(Natural language region descriptions)
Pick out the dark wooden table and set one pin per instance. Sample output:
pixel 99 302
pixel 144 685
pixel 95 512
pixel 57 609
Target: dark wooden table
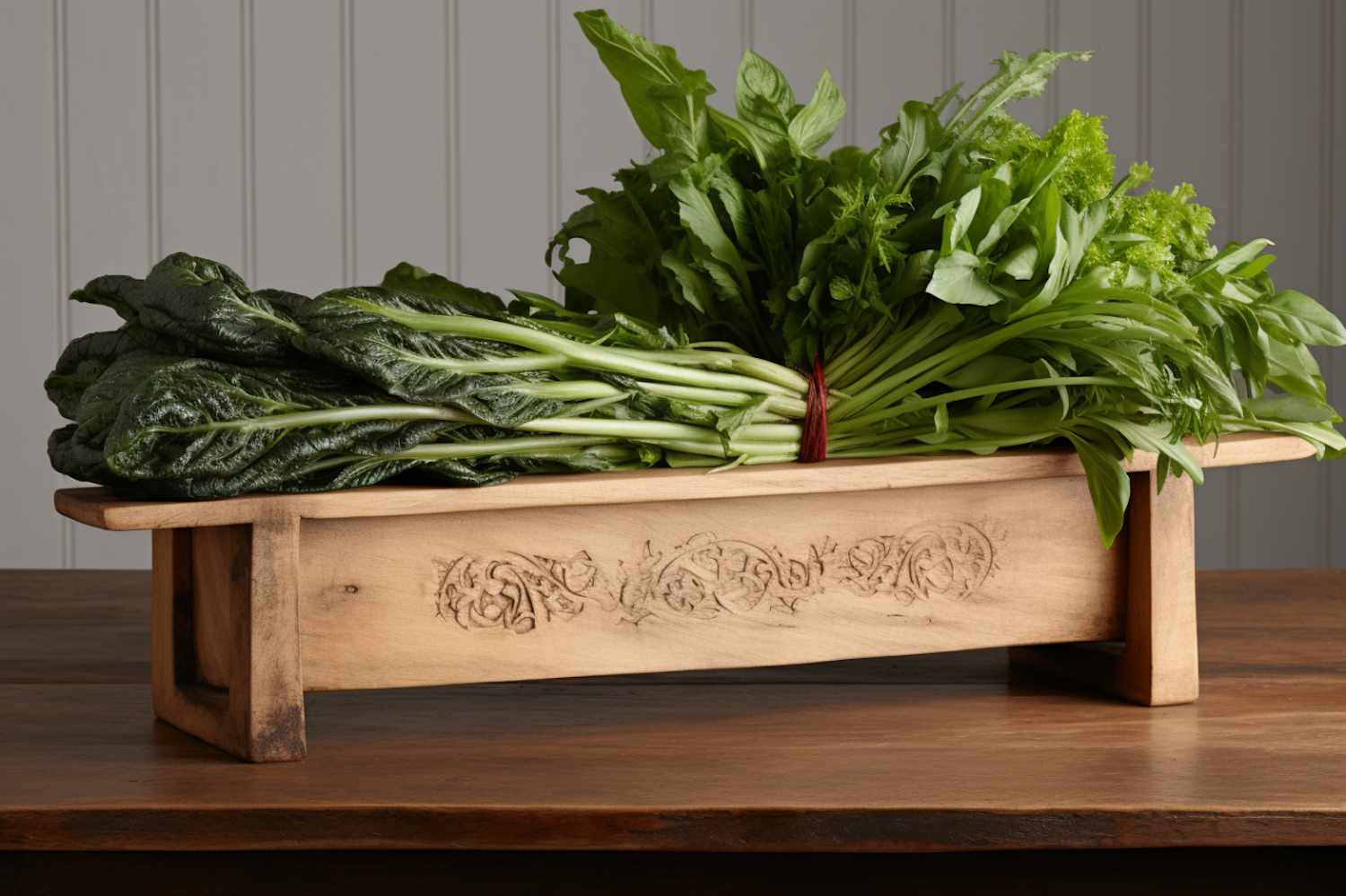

**What you have to do**
All of the records need to be restated word for word, but not the pictures.

**Solution to this exercise**
Pick out the dark wooden table and set one pin per instance. Sample output:
pixel 99 302
pixel 144 685
pixel 95 512
pixel 57 609
Target: dark wooden table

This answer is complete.